*What needs to be done*. Select every line of the items below that contains the word "ceramic", and copy each one out.

*Records to use*.
** BEGIN **

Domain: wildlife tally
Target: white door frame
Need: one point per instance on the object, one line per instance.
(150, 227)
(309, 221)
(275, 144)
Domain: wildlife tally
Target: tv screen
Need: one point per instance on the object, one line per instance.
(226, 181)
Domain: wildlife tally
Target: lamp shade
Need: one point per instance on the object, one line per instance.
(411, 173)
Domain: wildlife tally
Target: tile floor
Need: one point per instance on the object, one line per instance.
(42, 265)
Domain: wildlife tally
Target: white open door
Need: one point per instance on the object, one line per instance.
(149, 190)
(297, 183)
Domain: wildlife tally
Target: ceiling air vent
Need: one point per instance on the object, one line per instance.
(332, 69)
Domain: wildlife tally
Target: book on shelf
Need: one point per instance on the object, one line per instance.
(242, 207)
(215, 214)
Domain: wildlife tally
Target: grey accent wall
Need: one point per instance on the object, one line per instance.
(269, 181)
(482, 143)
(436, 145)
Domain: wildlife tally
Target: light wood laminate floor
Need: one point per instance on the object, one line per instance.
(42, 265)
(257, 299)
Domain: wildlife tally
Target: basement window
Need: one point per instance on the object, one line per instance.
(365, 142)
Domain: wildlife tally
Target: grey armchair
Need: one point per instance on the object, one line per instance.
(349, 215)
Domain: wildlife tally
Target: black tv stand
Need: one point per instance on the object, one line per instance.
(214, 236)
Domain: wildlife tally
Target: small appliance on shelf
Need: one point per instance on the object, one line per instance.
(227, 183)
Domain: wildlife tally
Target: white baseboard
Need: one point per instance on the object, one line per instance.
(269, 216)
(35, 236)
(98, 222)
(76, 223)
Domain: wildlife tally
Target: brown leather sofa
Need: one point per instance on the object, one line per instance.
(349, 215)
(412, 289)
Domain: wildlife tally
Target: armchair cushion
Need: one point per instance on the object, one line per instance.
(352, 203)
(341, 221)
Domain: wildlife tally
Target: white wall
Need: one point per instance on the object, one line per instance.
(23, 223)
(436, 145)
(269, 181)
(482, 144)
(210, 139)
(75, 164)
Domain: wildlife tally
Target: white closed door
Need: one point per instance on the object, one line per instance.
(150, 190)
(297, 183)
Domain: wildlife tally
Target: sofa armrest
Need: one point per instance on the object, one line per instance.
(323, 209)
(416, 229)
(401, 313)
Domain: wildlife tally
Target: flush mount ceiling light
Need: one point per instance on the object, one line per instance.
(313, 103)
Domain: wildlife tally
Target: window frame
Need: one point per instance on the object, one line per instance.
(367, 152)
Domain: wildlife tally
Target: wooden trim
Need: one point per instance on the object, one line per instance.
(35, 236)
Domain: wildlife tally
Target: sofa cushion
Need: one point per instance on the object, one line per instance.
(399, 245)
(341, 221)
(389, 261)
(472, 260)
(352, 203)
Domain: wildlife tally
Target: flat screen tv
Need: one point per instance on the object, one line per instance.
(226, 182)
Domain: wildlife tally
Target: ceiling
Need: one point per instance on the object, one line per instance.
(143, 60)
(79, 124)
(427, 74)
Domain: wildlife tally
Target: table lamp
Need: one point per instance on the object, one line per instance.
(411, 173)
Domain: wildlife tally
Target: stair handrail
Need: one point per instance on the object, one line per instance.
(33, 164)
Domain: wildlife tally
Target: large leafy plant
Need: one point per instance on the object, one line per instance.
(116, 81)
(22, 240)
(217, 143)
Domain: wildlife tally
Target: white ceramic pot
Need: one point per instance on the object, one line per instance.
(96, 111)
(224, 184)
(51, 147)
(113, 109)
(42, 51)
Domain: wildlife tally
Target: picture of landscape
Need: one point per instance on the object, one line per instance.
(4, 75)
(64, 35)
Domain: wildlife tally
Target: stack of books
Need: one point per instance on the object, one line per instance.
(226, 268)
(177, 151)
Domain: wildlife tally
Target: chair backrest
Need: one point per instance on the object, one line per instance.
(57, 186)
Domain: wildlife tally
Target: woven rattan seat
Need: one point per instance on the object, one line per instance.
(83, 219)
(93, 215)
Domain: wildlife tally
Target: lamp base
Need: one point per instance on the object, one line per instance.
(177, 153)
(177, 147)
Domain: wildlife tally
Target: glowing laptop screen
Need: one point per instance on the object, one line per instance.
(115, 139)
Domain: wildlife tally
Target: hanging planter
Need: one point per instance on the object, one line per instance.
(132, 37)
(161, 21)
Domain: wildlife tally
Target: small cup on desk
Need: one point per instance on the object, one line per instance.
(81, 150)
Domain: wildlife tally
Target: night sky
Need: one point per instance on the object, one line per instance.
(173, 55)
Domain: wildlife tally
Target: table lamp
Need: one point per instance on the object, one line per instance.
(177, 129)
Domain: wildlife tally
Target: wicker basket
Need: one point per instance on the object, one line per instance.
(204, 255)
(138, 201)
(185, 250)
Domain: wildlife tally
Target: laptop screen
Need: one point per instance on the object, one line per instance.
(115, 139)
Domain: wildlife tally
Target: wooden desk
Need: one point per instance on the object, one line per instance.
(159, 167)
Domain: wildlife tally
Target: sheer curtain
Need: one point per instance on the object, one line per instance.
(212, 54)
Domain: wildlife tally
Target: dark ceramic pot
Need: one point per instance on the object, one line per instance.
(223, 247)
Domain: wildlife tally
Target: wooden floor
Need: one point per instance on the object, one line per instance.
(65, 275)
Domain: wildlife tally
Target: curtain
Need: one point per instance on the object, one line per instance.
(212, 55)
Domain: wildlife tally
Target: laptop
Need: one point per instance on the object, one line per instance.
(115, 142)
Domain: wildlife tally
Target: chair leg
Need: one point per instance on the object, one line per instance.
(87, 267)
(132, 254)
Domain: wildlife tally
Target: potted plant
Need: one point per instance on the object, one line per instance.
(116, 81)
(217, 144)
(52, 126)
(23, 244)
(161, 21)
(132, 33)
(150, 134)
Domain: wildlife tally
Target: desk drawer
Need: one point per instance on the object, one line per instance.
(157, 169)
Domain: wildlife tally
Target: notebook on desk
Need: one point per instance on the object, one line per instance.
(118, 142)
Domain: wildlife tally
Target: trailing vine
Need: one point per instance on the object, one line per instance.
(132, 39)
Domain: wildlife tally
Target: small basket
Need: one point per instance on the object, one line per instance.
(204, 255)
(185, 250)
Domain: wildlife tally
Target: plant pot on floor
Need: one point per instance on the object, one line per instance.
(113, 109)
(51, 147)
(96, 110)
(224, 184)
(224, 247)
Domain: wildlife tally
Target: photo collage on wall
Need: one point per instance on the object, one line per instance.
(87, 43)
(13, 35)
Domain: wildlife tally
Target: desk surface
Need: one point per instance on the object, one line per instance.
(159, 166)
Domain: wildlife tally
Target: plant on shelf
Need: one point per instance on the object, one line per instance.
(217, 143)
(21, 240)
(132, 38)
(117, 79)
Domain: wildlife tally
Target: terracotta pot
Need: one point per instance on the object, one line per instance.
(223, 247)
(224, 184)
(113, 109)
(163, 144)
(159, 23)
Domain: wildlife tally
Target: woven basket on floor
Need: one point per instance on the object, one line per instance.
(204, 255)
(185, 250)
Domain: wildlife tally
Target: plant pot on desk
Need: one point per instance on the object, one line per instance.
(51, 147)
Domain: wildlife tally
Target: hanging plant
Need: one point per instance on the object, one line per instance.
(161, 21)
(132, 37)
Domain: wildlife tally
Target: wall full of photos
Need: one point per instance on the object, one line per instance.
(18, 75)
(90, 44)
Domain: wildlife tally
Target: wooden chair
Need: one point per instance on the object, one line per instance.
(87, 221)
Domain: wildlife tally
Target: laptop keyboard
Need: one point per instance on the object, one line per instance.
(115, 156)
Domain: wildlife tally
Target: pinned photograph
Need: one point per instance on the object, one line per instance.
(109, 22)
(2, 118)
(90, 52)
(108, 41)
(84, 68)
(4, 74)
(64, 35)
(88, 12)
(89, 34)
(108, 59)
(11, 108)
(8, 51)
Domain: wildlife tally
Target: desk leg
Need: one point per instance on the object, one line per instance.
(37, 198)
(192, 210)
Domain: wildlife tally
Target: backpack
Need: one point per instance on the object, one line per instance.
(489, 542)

** END **
** BEGIN **

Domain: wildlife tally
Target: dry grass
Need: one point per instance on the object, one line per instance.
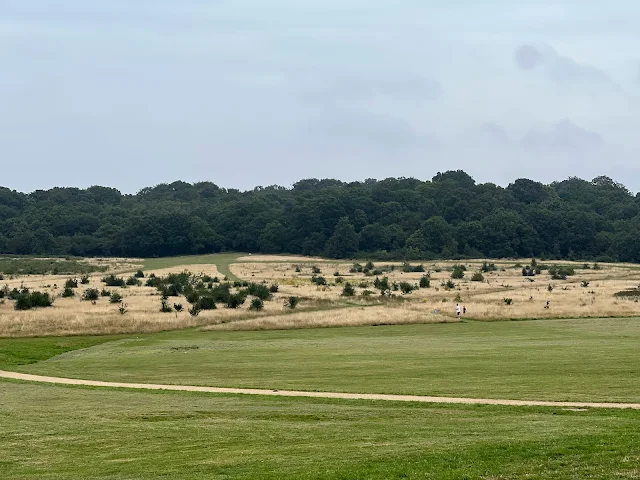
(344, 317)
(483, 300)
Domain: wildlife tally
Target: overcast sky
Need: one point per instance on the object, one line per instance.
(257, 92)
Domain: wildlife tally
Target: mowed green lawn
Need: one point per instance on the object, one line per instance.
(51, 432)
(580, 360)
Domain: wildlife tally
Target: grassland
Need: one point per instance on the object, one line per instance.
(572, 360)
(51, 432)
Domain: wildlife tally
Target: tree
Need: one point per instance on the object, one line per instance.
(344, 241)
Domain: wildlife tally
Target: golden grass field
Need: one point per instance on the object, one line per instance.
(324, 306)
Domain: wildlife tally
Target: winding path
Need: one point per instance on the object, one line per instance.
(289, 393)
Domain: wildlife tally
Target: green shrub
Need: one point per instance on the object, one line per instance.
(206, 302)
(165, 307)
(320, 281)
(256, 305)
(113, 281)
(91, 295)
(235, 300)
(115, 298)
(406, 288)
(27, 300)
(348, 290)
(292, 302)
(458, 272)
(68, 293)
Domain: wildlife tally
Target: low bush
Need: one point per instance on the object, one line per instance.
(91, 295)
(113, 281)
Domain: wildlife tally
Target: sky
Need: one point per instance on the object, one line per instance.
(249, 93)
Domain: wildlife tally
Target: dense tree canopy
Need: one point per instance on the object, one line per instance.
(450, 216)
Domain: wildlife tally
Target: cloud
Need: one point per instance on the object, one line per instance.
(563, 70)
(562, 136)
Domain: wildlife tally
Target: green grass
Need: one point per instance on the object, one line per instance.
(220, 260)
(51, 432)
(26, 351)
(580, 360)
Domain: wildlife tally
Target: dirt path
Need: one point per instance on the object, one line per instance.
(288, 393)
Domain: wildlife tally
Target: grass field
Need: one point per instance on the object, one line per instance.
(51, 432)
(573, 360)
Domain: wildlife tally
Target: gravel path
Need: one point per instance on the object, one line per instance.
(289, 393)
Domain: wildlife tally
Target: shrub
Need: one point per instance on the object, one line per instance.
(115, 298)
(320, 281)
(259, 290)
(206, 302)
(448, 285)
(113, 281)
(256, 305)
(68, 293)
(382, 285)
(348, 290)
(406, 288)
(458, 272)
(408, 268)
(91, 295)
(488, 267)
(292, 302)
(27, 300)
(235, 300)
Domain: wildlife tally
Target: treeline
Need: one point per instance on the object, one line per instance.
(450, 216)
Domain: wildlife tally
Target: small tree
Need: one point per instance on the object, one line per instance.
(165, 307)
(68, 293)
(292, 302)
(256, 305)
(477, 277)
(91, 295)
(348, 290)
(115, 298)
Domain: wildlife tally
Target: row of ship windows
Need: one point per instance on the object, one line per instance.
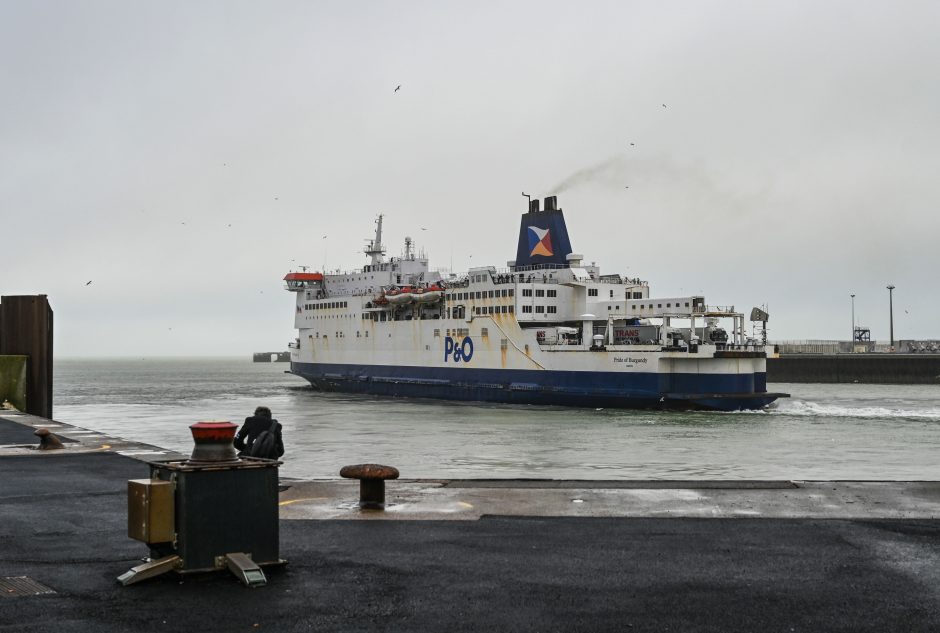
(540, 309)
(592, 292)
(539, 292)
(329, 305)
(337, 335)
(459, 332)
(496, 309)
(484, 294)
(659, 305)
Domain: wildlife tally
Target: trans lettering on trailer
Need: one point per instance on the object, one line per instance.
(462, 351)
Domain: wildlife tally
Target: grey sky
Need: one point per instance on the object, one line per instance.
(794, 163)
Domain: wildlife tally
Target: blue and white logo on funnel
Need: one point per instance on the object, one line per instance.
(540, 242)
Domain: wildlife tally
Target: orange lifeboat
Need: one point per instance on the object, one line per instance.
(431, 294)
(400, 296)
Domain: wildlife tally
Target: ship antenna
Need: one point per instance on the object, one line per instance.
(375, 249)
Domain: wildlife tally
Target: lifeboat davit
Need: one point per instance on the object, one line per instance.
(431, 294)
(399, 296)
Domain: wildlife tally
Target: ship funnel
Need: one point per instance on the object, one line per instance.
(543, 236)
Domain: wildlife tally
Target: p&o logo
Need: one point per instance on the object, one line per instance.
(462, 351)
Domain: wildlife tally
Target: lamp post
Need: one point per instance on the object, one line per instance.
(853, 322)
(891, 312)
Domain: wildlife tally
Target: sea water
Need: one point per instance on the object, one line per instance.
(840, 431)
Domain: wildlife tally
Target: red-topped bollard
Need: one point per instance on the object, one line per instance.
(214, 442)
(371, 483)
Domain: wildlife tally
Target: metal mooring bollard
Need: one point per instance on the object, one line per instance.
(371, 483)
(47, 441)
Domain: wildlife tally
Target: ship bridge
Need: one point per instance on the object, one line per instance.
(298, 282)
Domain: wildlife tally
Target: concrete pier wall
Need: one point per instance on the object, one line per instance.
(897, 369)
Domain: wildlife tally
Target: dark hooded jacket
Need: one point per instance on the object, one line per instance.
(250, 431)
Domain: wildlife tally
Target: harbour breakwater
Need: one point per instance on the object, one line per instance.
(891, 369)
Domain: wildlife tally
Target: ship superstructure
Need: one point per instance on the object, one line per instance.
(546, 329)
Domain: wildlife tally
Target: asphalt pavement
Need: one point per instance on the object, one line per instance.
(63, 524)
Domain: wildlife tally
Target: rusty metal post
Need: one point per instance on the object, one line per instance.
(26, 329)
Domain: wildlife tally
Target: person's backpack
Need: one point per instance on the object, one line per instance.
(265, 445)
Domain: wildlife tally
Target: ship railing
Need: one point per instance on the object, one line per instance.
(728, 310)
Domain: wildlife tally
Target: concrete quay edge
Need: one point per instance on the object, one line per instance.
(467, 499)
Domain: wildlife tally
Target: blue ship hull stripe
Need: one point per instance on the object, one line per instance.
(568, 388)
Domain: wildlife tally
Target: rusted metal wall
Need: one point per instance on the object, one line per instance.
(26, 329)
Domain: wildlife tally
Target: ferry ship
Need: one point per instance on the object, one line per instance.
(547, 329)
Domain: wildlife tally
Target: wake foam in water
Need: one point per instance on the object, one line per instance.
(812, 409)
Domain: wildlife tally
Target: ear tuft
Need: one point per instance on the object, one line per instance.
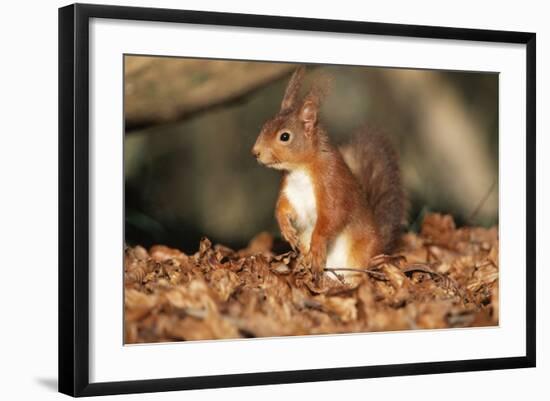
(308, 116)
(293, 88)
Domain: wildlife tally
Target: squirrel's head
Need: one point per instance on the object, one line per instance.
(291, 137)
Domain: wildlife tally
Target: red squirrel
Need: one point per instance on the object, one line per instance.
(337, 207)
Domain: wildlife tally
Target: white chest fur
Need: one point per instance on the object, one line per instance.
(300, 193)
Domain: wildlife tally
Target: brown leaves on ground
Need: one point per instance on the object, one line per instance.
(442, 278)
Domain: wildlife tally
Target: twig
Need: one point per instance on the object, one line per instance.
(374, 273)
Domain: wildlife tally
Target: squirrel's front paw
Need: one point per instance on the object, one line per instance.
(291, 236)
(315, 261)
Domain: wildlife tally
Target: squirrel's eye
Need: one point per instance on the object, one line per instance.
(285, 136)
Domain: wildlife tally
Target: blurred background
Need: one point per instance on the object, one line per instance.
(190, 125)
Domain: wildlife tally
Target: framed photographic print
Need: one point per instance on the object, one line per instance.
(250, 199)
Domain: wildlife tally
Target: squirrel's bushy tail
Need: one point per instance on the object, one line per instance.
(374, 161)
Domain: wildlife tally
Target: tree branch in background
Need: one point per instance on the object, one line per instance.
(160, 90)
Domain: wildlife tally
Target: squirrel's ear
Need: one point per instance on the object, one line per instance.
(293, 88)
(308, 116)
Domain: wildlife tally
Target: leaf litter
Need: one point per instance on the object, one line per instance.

** END **

*Task response*.
Target: white ceramic pot
Target: dark ceramic pot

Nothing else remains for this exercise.